Questions on the material »
A: In the passage on markets and regulation, which courts handle fraud, theft, and trespass cases?
B: List every kind of intermediary that the passage on markets and regulation names specifically.
C: Translate this sentence from the passage on markets and regulation into Spanish: "Fallibility and criminality will sooner or later visit any field of endeavor."

Correcting oppressive regimes from within is improbable, however. We cannot have free markets for financial goods and commodities by multiplying the regulated ones. Those who wish to enjoy the benefits of fully competitive, innovative markets must opt out of the commissars’ protection racket to do so.
Their protection was always a charade, anyway. Regulators have never supplied either the trust or reputation on which trade necessarily relies. Their role in the prosecution of fraud, theft, and trespass cases is virtually non-existent—criminal courts handle those matters. Similarly, civil courts are more than adequate for redress of torts. Regulators actually make it more difficult for victims of misdeeds to obtain relief through the courts.
All that is necessary for markets to form is a regular way and place for buyers and sellers to find one another and then, if they are so inclined, to negotiate and consummate their bargains. Over time, of their own accord, they develop habits, customs, and conventions they deem most helpful to the exercise; some of these eventually find their way into the law books. Opportunities for specialization or economies of scale or scope arise, leading some to supply one or more of the necessary factors of production as distinct enterprises. Our brokers, dealers, exchanges, and other intermediaries emerged from precisely this natural process.
None of this assumes or requires the existence of perfect people. Fallibility and criminality will sooner or later visit any field of endeavor. Anarchic markets admit of this eventuality and naturally become robust to it, through reliance on reputation and trust and the development of protocols for dealing with antisocial conduct. In markets ruled by force, however, fallibility and criminality are endemic. Worse, rule of markets by force obscures the signals that would otherwise arouse wariness in markets based on reputation and trust. Such rule also inculcates a false sense of security in market participants, increasing the likelihood they will be victimized.

Material shown »
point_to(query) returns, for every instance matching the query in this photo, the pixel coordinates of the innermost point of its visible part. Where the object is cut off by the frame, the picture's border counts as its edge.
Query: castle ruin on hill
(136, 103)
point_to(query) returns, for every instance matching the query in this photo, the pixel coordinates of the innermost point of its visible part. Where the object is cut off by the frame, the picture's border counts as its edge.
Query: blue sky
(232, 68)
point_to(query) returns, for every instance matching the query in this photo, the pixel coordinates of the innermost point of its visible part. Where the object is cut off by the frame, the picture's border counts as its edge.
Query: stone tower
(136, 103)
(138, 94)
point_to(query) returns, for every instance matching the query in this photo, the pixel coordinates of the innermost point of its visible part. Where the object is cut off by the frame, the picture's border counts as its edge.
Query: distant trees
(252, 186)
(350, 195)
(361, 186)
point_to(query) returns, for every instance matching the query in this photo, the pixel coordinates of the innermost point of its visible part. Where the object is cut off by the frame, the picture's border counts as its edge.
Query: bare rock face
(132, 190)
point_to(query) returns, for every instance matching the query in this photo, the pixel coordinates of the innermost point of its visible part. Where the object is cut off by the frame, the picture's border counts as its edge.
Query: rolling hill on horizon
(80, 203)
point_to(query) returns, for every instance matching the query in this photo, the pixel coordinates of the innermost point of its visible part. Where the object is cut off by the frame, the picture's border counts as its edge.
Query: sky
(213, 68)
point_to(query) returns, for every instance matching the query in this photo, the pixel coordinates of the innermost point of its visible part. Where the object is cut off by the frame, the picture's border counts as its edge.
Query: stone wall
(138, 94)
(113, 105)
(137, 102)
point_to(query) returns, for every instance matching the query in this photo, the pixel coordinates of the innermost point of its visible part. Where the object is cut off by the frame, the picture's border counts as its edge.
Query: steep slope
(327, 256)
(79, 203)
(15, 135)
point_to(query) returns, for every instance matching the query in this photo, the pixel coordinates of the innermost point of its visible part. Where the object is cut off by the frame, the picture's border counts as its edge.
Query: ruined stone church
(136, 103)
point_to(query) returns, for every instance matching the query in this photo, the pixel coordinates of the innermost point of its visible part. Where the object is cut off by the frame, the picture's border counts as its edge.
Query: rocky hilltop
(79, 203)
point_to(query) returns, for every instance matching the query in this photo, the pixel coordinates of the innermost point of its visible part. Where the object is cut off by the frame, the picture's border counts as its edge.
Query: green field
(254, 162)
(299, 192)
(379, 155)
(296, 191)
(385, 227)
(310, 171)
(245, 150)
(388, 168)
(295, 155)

Answers to this exercise »
A: Criminal courts.

B: Brokers, dealers, exchanges

C: La falibilidad y la delincuencia llegarán tarde o temprano a cualquier ámbito de actividad.